DATA SHOWN: Begin
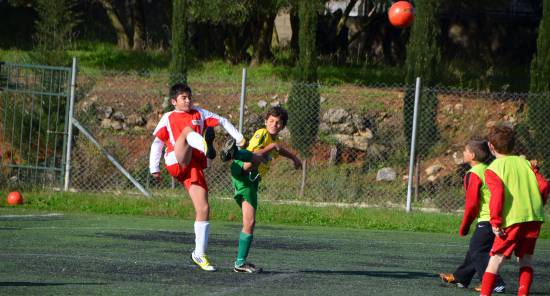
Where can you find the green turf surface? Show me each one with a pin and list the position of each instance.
(75, 254)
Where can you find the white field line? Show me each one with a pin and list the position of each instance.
(31, 216)
(6, 253)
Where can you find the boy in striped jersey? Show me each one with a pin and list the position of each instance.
(477, 155)
(186, 154)
(518, 193)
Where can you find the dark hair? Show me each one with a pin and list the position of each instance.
(278, 111)
(502, 138)
(178, 89)
(481, 151)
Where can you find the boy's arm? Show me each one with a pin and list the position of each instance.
(542, 183)
(212, 120)
(472, 183)
(284, 152)
(496, 203)
(155, 155)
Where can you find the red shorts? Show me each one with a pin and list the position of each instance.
(190, 174)
(519, 238)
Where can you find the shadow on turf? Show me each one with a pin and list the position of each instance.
(385, 274)
(31, 284)
(216, 240)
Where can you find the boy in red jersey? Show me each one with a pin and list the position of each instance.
(477, 155)
(186, 157)
(518, 193)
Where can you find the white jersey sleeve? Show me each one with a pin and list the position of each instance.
(155, 155)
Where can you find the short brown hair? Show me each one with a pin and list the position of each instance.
(279, 112)
(502, 138)
(481, 151)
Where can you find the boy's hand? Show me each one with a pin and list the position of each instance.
DATA SHOWN: End
Each record above must be retyped exactly. Omit the pictures.

Where can you find the green turf surface? Show me each one with a pin and list the position of each instance.
(75, 254)
Where can you find the white field line? Show me each one with a pin and list the position of each instance.
(31, 216)
(6, 253)
Where can you find the boy in striped jersey? Show me each one with a pin and list the position of each instance.
(477, 155)
(186, 154)
(518, 193)
Where can you find the dark hair? Show me each one with a pin and list the position of each instance.
(278, 111)
(502, 138)
(178, 89)
(481, 151)
Where can you find the boy's arm? Show me each one with a pin and list the position of each instance.
(542, 183)
(212, 120)
(472, 183)
(284, 152)
(496, 203)
(155, 155)
Where can you find the red shorts? Show me each one with a pin and list the position of each instance.
(190, 174)
(519, 238)
Where can you find the shadow on turf? Show me each one with a pin and list the position of each instance.
(385, 274)
(31, 284)
(216, 240)
Where can you find the boy in red jersey? Show me each one with a pin and list the position of each instance.
(477, 155)
(186, 157)
(518, 193)
Where can you find the white jersey sleeve? Show me each one with a pin and list the position of each instance.
(155, 155)
Where can you find the short brown hair? Show me each one with a pin and list the position of each instance.
(279, 112)
(502, 138)
(481, 151)
Where can you find the boy's hand? Show me each one with a pin and list the position of each instance.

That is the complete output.